Selected text:
^^^^^^^^^^^^^^^^
Main exhibitions and collaborations

The first personal exhibition by Nuvolo was held in 1955 at the roman Gallery “Le carrozze” and it was presented by the poet Emilio Villa. In the same year Corrado Cagli organized the second one in Florence while the painter began to participate to various collective exhibitions with the coeval innovators of Informal paintings like Burri, Capogrossi, Turcato, Franchina, Sterpini, Mirko, Cagli, Fasola, Mannucci, Accardi, Sanfilippo, Perilli and Dorazio. He participated to important festivals as the Quadriennale in Roma and the Premio Lissone, which led him to the attention of Lucio Fontana and the innovators in Milan, while he started a lifetime collaboration with Ettore Colla.

Nuvolo innovative activity was also encouraged by Peggy Guggenheim, who bought some of his works at “La Tartaruga” Gallery in Rome, for her collections in US and Italy. Around 1967 he started a long and important collaboration in the field of graphic arts with many contemporary artists like Corrado Cagli, Renato Guttuso, Jannis Kounellis, Michelangelo Pistoletto and Alberto Burri, who came back to work with him after many years for the chromatic cycle “Sestante” in the Mid Eighties.
^^^^^^^^^^^^^^^^
Collected data:

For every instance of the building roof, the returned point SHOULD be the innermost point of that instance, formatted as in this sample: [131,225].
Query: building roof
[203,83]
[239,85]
^^^^^^^^^^^^^^^^
Exercise objective:
Continue the passage about Nuvolo's exhibitions and collaborations above (not the listing), starting after its last sentence, about Burri returning for the "Sestante" cycle.

Task output:
In 2002 he returned to produce the “esoedizioni” with various authors and critics exposing the works at the XVIII Century typography in his hometown, Grifani Donati, alongside the collaborator Marco Baldicchi.

To celebrate the fifty years of his activity Perugia and his hometown Città di Castello hosted an articulated exhibition along a complete monographic study of his art by the critic Bruno Corà, “Nuvolo, the painting space between order and chaos”.

Teaching

In 1977, after some years of teaching in the schools of arts in and outside Rome he won the Chair of Painting Arts at the Academy of fine arts of Perugia, where he became director from 1979 to 1984. Under his guidance the athenaeum reached a new way in teaching and promoting arts so that many important contemporary artists were invited and actively collaborated with the institution.

The Nuvolo Archive

When the artist passed away in his hometown on December 2008, Nuvolo was already entered in the small circle of contemporary arts innovators and today his works are dislocated in some of the major museums of Italy, France, Israel and United States.

In 2015 the family of the artist founded the “Nuvolo Archive” and donated to the Pinacoteca Comunale, Città di Castello some of his main works, which now sit among the rich historic and artistic heritage of the city.